Ничего подобного. Ровно в двенадцать часов ночи на площадь Восстания выехали три поливальных машины и стали деловито, дуга за дугой, мыть улицу. Толпа, естественно, отодвигалась от струй, и вообще это было правильно понято, как знак, что представление окончено. Буквально в пятнадцать минут у посольства не осталось ни души. Все было чисто, вымыто, по Садовому кольцу побежали автомобили и троллейбусы, только оставшиеся кляксы чернил на стене посольства и два-три выбитых стекла говорили, что тут что-то было. На другой день наши же советские рабочие быстро соскоблили пятна, вставили стекла. В газетах были помещены фотографии вчерашнего гневного протеста, на которых, однако, можно было видеть на заднем плане и смеющиеся и добродушные физиономии.
▬▬▬▬▬▬
Список заданий:
• a. Перепишите фрагмент о протесте у посольства от «Ничего подобного. Ровно» до «и добродушные физиономии.» включительно, заменив «троллейбусы» на «автобусы».
• b. Сколько поливальных машин выехало на площадь Восстания во фрагменте о протесте у посольства?
• c. Допишите продолжение фрагмента о протесте у посольства, начиная сразу после его последнего предложения.
Записи, приведённые далее, здесь не используются.
▬▬▬▬▬▬
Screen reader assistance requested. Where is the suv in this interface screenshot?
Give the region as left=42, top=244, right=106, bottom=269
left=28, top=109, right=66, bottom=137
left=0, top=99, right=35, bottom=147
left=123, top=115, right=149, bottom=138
▬▬▬▬▬▬
Ответы:
• a.
Ничего подобного. Ровно в двенадцать часов ночи на площадь Восстания выехали три поливальных машины и стали деловито, дуга за дугой, мыть улицу. Толпа, естественно, отодвигалась от струй, и вообще это было правильно понято, как знак, что представление окончено. Буквально в пятнадцать минут у посольства не осталось ни души. Все было чисто, вымыто, по Садовому кольцу побежали автомобили и автобусы, только оставшиеся кляксы чернил на стене посольства и два-три выбитых стекла говорили, что тут что-то было. На другой день наши же советские рабочие быстро соскоблили пятна, вставили стекла. В газетах были помещены фотографии вчерашнего гневного протеста, на которых, однако, можно было видеть на заднем плане и смеющиеся и добродушные физиономии.

• b. Три.

• c.
Да, наши органы общественного порядка дают возможность трудящимся выражать их чувства вплоть до того, что перекрывают вот уличное движение по самой крупной артерии столицы, чтобы оно не помешало выявлению этих чувств. Это, я думаю, надо подчеркнуть, чтобы вспомнить, как потом, через несколько месяцев, несколько человек уселись на Лобном месте с плакатами, тоже выражавшими их чувства, — в связи с вторжением в Чехословакию. Их немедленно схватили, вырывая плакаты и выбивая зубы, как «мешающих уличному движению», хотя через Красную площадь транспорт не ездит и при Лобном месте никакого уличного движения нет. Подобных примеров сотни, вплоть до сегодняшнего дня: все, что не по распоряжению сверху, — мешает уличному порядку, оказывается. Советские люди прекрасно знают, как прекращаются все уличные движения, когда надо кого-то встречать: космонавтов ли, Фиделя Кастро ли. Массовые снятия с работы и занятий, организованные колонны на точно распределенных участках вдоль трассы встречи, казенные раздаваемые цветы и флажки, которые по окончании процедуры следует сложить в кучи под табличками с названиями районов.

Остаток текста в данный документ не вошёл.